:: DIRECTIONS FOR THIS TASK ::
Please give again, word for word, the line that contains "of the person" and every line after it to the end of the data, with no other lines.

[[ DATA UNDER STUDY open ]]

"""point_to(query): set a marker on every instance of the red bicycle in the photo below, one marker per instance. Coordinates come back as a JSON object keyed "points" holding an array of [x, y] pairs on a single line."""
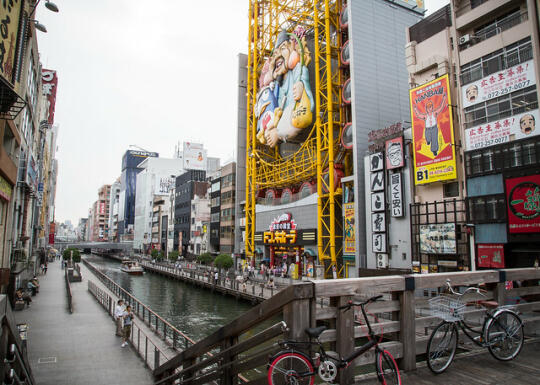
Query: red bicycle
{"points": [[292, 366]]}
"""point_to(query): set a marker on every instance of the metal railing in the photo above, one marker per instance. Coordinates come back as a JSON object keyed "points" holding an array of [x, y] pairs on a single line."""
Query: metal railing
{"points": [[68, 291], [15, 368], [146, 349], [171, 335]]}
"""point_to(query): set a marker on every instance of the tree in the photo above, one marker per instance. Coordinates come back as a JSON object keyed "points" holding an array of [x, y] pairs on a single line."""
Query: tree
{"points": [[76, 254], [173, 255], [224, 261], [205, 258]]}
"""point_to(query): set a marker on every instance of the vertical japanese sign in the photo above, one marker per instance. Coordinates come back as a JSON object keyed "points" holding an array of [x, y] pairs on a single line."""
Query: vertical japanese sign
{"points": [[50, 81], [10, 12], [433, 132], [523, 199], [349, 246]]}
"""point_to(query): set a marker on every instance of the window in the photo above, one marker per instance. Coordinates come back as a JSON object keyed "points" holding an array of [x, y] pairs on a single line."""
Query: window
{"points": [[451, 190]]}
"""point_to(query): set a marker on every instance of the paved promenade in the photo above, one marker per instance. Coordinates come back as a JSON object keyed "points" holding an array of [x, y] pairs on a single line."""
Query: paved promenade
{"points": [[78, 348]]}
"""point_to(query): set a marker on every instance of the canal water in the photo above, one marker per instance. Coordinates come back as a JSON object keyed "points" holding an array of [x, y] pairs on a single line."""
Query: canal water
{"points": [[195, 311]]}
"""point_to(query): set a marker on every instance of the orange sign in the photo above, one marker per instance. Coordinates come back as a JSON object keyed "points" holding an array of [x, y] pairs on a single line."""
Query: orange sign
{"points": [[433, 132]]}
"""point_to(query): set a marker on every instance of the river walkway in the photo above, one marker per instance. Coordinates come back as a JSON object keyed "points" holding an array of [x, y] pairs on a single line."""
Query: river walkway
{"points": [[78, 348]]}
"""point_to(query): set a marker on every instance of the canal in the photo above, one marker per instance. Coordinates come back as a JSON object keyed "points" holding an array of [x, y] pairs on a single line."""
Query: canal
{"points": [[195, 311]]}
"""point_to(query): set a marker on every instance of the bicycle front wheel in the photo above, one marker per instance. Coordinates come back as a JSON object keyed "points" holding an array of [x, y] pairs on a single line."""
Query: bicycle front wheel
{"points": [[442, 346], [291, 368], [387, 369], [504, 335]]}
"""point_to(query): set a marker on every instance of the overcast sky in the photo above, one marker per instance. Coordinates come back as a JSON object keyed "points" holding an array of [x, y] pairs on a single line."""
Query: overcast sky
{"points": [[149, 73]]}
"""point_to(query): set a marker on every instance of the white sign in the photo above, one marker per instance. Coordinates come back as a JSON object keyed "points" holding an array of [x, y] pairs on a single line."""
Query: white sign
{"points": [[194, 156], [378, 222], [377, 181], [498, 84], [501, 131], [396, 195], [377, 201], [438, 238], [376, 162], [379, 242]]}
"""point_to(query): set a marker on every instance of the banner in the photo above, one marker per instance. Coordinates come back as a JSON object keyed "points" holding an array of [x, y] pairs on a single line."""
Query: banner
{"points": [[498, 84], [349, 236], [523, 199], [50, 81], [502, 131], [433, 132], [10, 12], [438, 238], [491, 255], [194, 156]]}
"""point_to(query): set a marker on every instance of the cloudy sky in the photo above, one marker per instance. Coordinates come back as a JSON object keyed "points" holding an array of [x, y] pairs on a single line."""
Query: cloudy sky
{"points": [[148, 73]]}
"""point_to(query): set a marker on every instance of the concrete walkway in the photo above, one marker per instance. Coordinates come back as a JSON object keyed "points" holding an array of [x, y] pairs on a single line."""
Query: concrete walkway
{"points": [[78, 348]]}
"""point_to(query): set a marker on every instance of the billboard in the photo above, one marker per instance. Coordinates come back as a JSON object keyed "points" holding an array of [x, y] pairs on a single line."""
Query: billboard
{"points": [[523, 200], [10, 12], [285, 105], [499, 84], [50, 81], [194, 156], [163, 185], [438, 238], [349, 238], [433, 132], [502, 131]]}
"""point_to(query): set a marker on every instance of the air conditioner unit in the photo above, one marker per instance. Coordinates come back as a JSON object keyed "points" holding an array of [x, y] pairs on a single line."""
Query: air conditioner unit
{"points": [[382, 261], [464, 39]]}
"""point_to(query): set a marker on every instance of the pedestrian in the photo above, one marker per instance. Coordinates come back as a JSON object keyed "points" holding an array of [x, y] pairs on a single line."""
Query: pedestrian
{"points": [[118, 314], [128, 320]]}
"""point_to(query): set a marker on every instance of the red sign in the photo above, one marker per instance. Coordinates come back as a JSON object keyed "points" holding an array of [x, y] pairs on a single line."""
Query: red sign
{"points": [[50, 81], [394, 153], [491, 255], [523, 199]]}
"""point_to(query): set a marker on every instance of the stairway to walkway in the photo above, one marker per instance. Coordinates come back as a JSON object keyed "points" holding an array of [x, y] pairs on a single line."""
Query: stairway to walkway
{"points": [[79, 348]]}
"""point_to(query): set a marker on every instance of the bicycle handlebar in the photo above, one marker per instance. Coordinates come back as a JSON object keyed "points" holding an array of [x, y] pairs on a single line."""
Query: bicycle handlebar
{"points": [[351, 303]]}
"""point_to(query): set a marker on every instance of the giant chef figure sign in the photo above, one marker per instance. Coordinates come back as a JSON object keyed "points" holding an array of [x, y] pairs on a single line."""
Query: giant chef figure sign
{"points": [[285, 102]]}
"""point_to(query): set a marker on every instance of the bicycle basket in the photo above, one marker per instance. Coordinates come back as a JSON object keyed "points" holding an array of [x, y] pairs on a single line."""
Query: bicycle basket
{"points": [[449, 308]]}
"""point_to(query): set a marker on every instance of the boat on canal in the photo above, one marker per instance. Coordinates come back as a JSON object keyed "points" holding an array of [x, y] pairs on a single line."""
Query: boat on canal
{"points": [[131, 267]]}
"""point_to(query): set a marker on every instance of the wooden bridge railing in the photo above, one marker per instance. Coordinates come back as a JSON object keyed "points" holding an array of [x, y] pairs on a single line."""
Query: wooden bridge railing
{"points": [[401, 316]]}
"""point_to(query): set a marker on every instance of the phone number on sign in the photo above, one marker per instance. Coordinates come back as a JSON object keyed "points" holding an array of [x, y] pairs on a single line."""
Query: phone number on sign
{"points": [[489, 142], [507, 90]]}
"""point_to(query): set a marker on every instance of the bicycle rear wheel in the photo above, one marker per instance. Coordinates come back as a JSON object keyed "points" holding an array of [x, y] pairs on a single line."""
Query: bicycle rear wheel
{"points": [[387, 369], [442, 347], [291, 368], [504, 335]]}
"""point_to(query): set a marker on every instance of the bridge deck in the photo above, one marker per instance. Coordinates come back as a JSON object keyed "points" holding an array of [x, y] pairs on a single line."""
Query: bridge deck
{"points": [[479, 368]]}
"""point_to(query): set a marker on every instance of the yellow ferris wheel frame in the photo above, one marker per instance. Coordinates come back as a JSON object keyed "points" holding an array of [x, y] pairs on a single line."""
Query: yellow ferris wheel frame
{"points": [[316, 156]]}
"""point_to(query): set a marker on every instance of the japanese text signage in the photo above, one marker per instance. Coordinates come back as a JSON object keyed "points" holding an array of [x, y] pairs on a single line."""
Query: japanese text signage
{"points": [[433, 132], [502, 131], [491, 255], [10, 11], [50, 81], [499, 84], [349, 238], [523, 199], [438, 238], [396, 195]]}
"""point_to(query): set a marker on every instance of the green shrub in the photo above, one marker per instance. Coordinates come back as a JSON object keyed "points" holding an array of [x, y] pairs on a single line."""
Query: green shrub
{"points": [[205, 258], [76, 254], [224, 261]]}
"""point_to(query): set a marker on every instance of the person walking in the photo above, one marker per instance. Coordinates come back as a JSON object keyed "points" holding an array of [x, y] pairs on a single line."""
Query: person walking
{"points": [[128, 320], [119, 311]]}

[[ DATA UNDER STUDY closed ]]

:: WRITTEN ANSWER ::
"""point_to(query): set a marker on every instance of the person walking in the photo above, one marker per instance. Coordinates come back as a JSON object keyed "points" holding an array of [x, y] pairs on a single line."""
Query: person walking
{"points": [[128, 320], [119, 311]]}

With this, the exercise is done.